* Required work *
Starting at the line with "Please tag the serrated", retype every line through the end of the listing exactly as written, and nothing before it.

* Source data *
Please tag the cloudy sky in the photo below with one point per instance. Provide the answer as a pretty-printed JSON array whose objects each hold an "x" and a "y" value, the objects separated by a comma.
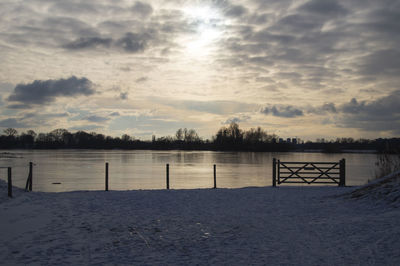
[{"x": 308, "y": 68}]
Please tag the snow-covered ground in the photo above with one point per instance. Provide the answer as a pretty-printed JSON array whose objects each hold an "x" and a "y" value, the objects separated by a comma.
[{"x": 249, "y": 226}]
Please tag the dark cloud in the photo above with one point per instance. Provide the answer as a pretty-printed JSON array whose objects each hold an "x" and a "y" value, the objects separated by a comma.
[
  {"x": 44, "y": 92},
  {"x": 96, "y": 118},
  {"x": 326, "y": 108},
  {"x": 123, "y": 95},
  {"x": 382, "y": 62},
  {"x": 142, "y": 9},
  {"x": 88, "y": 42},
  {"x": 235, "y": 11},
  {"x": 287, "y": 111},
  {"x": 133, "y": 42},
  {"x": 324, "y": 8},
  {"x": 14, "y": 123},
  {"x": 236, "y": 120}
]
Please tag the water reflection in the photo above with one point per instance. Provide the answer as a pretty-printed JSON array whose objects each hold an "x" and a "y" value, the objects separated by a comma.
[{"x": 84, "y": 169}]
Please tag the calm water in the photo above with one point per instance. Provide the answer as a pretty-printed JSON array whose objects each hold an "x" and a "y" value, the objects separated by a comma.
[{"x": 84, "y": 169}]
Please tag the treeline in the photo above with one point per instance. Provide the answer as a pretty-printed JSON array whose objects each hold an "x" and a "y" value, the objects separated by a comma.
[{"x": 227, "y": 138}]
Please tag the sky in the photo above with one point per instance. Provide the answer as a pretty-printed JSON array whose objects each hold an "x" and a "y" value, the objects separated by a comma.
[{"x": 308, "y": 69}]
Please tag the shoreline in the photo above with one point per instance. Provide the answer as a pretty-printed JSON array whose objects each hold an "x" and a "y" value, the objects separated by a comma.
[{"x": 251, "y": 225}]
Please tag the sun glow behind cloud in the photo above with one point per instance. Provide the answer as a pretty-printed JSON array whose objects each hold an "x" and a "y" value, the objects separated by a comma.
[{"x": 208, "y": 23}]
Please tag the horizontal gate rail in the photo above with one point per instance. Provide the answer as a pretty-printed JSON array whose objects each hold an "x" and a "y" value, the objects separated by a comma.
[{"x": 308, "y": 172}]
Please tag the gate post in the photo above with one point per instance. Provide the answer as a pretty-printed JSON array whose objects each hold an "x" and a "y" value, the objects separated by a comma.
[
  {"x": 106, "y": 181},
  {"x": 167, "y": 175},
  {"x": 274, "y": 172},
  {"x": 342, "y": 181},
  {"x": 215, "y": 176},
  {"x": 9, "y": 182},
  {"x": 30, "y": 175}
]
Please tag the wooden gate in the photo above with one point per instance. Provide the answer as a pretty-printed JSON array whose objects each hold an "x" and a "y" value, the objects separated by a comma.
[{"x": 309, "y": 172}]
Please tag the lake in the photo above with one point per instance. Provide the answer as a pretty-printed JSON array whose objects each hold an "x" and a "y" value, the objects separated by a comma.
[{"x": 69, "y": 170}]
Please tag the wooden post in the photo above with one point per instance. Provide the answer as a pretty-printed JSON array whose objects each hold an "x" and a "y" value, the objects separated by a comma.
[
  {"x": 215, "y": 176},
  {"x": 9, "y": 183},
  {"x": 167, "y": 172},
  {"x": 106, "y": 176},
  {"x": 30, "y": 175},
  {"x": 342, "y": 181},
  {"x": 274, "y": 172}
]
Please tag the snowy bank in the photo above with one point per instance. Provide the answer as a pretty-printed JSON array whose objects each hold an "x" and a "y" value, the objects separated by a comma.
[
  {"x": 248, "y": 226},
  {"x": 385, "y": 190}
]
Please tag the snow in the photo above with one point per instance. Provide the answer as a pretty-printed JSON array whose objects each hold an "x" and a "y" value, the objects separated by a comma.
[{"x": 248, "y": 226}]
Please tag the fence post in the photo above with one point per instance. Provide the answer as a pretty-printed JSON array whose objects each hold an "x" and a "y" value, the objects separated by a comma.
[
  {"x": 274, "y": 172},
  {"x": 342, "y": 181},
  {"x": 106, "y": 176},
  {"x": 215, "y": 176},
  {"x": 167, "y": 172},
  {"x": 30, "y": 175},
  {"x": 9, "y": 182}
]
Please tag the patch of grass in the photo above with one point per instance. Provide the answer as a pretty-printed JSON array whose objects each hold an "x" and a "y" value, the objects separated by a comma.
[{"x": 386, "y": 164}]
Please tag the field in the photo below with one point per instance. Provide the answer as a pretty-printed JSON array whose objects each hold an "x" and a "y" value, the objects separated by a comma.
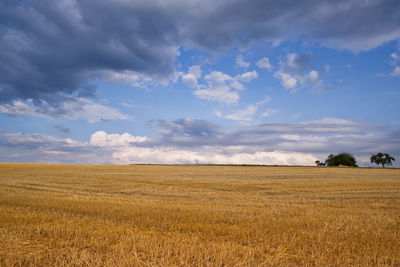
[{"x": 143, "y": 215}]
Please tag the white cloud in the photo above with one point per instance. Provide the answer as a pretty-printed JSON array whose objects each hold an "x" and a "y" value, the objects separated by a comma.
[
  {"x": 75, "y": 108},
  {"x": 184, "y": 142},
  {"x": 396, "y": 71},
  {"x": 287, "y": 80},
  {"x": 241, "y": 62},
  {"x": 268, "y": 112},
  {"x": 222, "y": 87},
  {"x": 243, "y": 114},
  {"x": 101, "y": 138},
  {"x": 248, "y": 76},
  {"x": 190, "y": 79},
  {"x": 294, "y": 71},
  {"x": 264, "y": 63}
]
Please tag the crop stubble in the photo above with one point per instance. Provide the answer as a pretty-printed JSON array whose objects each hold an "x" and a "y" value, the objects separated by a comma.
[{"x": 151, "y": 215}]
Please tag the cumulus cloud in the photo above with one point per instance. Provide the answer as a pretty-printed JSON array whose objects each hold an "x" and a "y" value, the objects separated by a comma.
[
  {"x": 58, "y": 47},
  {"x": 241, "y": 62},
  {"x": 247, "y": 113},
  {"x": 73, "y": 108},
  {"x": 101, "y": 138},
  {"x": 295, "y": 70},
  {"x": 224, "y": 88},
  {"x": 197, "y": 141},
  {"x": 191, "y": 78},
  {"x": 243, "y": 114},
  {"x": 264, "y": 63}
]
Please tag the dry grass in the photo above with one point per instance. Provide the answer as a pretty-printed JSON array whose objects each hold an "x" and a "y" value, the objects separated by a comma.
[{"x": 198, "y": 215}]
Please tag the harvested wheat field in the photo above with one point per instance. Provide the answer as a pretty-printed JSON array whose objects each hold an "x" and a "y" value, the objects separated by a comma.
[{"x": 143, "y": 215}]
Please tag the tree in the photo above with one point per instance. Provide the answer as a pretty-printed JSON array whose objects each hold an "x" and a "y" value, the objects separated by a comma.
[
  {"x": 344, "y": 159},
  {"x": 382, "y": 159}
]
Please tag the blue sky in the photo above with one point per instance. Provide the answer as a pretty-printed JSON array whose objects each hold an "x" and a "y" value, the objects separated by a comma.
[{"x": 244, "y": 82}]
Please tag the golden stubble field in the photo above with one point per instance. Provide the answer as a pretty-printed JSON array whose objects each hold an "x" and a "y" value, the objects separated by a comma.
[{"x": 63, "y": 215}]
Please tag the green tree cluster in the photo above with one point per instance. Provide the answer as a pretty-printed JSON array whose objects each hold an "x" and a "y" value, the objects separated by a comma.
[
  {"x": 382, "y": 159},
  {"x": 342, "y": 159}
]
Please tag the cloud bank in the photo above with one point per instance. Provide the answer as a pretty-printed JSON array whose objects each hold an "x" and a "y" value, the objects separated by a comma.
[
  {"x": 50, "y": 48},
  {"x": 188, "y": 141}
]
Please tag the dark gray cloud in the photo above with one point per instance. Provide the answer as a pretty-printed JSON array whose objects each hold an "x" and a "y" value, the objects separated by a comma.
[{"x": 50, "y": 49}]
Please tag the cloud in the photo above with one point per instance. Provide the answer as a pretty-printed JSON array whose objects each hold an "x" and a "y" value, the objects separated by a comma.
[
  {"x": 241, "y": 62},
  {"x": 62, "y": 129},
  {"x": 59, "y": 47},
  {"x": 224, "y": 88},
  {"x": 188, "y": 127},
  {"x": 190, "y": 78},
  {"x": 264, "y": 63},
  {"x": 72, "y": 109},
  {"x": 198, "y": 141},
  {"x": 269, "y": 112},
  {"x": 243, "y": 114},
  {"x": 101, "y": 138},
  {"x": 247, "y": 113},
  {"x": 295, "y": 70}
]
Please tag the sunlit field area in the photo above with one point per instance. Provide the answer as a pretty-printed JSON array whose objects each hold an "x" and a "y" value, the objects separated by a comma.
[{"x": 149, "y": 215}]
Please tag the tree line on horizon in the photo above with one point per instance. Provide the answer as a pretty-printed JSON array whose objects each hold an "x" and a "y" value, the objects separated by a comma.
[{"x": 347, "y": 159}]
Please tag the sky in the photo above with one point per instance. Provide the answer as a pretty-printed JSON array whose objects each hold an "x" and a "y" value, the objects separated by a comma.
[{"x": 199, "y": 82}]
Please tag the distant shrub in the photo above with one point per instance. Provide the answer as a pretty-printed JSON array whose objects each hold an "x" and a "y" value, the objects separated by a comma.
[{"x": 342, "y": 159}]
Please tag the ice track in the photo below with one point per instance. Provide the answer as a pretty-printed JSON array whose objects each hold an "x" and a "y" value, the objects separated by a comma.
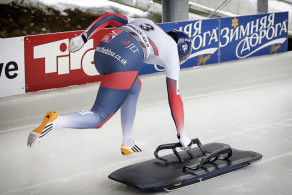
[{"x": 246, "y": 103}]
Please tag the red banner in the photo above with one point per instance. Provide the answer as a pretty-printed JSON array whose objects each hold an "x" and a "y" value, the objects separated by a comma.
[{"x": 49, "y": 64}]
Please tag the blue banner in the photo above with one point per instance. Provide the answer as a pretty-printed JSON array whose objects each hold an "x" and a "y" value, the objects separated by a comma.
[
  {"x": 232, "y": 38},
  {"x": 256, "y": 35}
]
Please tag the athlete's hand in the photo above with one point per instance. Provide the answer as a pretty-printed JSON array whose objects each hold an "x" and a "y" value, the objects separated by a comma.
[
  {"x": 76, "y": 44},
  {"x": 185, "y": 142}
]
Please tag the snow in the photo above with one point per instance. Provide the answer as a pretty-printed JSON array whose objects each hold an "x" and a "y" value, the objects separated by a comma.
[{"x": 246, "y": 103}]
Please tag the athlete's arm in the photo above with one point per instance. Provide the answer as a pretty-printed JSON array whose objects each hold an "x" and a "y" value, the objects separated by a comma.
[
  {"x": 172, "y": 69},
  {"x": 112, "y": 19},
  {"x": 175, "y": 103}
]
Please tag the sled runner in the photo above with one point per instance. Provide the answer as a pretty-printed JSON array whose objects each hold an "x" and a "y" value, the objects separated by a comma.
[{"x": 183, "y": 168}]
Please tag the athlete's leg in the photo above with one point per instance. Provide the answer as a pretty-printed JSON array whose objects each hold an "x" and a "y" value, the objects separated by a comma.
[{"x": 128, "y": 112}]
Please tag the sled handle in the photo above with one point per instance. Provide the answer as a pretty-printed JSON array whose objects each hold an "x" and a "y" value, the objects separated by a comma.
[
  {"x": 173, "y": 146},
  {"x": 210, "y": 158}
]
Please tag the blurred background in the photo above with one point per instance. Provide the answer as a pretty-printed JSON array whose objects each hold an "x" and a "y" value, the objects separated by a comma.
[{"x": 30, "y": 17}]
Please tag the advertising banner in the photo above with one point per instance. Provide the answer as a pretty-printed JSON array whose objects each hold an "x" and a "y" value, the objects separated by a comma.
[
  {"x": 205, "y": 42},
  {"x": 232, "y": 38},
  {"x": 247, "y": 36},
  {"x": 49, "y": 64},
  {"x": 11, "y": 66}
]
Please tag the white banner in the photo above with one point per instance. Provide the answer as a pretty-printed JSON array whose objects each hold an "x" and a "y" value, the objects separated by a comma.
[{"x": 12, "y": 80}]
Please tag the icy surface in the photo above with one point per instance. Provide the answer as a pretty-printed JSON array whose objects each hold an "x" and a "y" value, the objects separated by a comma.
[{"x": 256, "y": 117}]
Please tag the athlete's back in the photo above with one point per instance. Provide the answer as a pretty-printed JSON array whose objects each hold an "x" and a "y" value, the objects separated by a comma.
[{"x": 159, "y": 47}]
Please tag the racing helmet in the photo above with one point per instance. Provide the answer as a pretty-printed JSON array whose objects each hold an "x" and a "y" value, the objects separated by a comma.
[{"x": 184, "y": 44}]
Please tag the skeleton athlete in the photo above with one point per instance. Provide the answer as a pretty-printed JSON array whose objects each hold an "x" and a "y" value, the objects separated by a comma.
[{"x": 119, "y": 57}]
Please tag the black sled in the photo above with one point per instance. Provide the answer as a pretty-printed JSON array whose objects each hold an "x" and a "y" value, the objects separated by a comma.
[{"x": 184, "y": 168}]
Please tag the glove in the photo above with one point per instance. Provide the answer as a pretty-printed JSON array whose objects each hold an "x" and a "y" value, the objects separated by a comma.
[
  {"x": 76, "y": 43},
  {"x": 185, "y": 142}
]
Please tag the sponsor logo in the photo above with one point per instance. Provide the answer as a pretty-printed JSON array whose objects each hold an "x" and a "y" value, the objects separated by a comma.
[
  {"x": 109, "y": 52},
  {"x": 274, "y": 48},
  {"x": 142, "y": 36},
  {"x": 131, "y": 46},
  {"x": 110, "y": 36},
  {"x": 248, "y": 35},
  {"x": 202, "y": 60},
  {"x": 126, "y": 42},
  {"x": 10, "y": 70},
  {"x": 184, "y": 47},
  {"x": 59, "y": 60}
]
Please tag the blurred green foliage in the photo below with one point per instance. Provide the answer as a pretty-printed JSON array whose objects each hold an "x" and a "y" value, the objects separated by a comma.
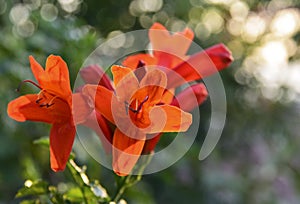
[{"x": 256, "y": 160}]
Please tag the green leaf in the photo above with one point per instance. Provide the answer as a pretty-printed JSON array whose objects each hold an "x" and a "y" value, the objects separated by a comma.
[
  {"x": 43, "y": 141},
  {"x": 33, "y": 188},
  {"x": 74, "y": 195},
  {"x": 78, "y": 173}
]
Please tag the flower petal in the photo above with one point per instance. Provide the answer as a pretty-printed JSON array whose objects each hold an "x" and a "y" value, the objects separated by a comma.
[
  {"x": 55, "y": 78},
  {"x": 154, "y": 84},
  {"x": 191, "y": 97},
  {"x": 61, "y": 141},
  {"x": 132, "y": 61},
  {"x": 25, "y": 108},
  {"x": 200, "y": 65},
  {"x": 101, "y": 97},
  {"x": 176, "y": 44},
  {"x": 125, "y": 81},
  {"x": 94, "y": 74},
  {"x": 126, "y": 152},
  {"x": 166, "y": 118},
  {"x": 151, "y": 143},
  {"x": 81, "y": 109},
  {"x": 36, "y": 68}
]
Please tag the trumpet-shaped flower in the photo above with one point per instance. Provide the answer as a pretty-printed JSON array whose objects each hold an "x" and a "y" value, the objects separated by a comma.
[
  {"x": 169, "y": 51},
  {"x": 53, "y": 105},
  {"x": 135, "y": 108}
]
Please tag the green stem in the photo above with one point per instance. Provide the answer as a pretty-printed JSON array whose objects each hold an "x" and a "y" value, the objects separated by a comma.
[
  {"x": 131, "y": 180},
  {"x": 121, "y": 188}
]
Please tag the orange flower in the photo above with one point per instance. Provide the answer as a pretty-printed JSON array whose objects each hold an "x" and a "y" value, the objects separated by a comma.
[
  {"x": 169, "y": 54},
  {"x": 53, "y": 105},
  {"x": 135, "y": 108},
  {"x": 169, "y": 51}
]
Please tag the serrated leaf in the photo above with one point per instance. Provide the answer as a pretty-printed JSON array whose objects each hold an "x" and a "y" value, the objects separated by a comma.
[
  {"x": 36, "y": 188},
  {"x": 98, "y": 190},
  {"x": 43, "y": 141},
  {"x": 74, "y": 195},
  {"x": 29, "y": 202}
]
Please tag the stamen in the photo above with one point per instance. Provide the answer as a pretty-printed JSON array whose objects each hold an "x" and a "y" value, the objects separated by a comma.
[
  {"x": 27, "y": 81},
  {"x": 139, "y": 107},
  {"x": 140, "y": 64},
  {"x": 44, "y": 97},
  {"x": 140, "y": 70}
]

* Solution to the problem *
Please tag the serrated leaf in the photo above with one point per instance. Provide the answer as a pretty-printed JSON array whose objects each hold an "x" and a "y" value, the objects separated by a comma.
[
  {"x": 36, "y": 188},
  {"x": 98, "y": 190},
  {"x": 43, "y": 141},
  {"x": 74, "y": 195},
  {"x": 29, "y": 202}
]
Please tag the stamen in the photo above with one point per instance. Provide the answer as a pretty-printed JSON array whose objects each hold an "x" and a "y" value, the objects separated by a comma.
[
  {"x": 27, "y": 81},
  {"x": 139, "y": 107},
  {"x": 140, "y": 64},
  {"x": 44, "y": 97},
  {"x": 140, "y": 70}
]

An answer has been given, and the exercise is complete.